§ **Records provided**
## start

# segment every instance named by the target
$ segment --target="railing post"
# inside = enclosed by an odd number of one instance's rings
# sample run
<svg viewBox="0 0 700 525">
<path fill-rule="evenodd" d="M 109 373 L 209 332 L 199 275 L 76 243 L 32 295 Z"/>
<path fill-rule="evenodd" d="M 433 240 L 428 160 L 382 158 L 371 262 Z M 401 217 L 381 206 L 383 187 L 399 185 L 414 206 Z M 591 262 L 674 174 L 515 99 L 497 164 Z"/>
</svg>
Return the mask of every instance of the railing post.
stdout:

## end

§ **Task**
Please rename "railing post" to "banister post" everywhere in the entries above, and write them out again with nothing else changed.

§ **The answer**
# segment every instance named by the target
$ segment --target="banister post"
# inside = enclosed by an odd number of one instance's rings
# sample run
<svg viewBox="0 0 700 525">
<path fill-rule="evenodd" d="M 109 373 L 209 332 L 199 275 L 76 243 L 32 295 Z"/>
<path fill-rule="evenodd" d="M 433 240 L 428 160 L 382 158 L 371 262 Z M 401 217 L 381 206 L 383 187 L 399 185 L 414 206 Z M 591 262 L 674 174 L 515 99 L 497 164 Z"/>
</svg>
Return the mask of every instance of the banister post.
stdout:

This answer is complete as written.